YOUR GOAL = Please write out, word for word, the part of the gradient descent lab that opens with the words containing "## **Problem Statement**" and closes with "sold for $500,000.".

--- begin PASSAGE SHOWN ---

# **Gradient Descent for Linear Regression**

<br>

## **Goals**
In this lab, you will:
- automate the process of optimizing $w$ and $b$ using gradient descent.

<br>

## **Tools**
In this lab, we will make use of: 
- NumPy, a popular library for scientific computing
- Matplotlib, a popular library for plotting data
- plotting routines in the lab_utils.py file in the local directory

In [None]:
import sys, os
import numpy as np
import matplotlib.pyplot as plt
from pathlib import Path

def running_in_colab() -> bool:
    try:
        import google.colab  # 只有在 Colab 才存在
        return True
    except Exception:
        return False

def import_data_from_github():
    import os, urllib.request, pathlib, shutil

    # 1) 乾淨化 /content/utils
    UTILS_DIR = "/content/utils"
    REPO_DIR = "Machine-Learning-Lab"

    shutil.rmtree(UTILS_DIR, ignore_errors=True)

    os.makedirs("/content/utils", exist_ok=True)
    pathlib.Path("/content/utils/__init__.py").touch()  # 保險

    BASE = f"https://raw.githubusercontent.com/mz038197/{REPO_DIR}/main"
    urllib.request.urlretrieve(f"{BASE}/utils/lab_utils_common.py", "/content/utils/lab_utils_common.py")
    urllib.request.urlretrieve(f"{BASE}/utils/lab_utils_uni.py", "/content/utils/lab_utils_uni.py")
    urllib.request.urlretrieve(f"{BASE}/utils/deeplearning.mplstyle", "/content/utils/deeplearning.mplstyle")

    # 讓 Python 能找到 /content 下面的 utils
    if "/content" not in sys.path:
        sys.path.insert(0, "/content")

if running_in_colab(): import_data_from_github()


def find_repo_root(marker="utils"):
    cur = Path.cwd()
    while cur != cur.parent:  # 防止無限迴圈，到達檔案系統根目錄就停
        if (cur / marker).exists():
            return cur
        cur = cur.parent
    raise FileNotFoundError(f"找不到包含 {marker} 的專案根目錄")

repo_root = find_repo_root()
os.chdir(repo_root)
sys.path.append(str(repo_root)) if str(repo_root) not in sys.path else None
print(f"工作目錄已切換到 {Path.cwd()} 且加入到系統路徑")

from utils.lab_utils_uni import plt_house_x, plt_contour_wgrad, plt_divergence, plt_gradients
plt.style.use('utils/deeplearning.mplstyle')
print("匯入模組及設定繪圖樣式完成!")


<br>

## **Problem Statement**

Let's use the same two data points as before - a house with 1000 square feet sold for $300,000 and a house with 2000 square feet sold for $500,000.

--- end PASSAGE SHOWN ---
--- begin DATA EXTRACT ---

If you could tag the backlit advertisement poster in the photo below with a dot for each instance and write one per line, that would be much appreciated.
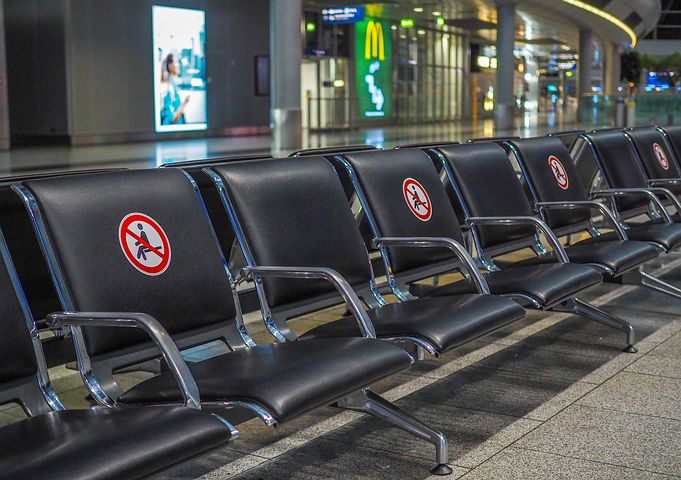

--- end DATA EXTRACT ---

ANSWER IN FULL =
## **Problem Statement**

Let's use the same two data points as before - a house with 1000 square feet sold for $300,000 and a house with 2000 square feet sold for $500,000.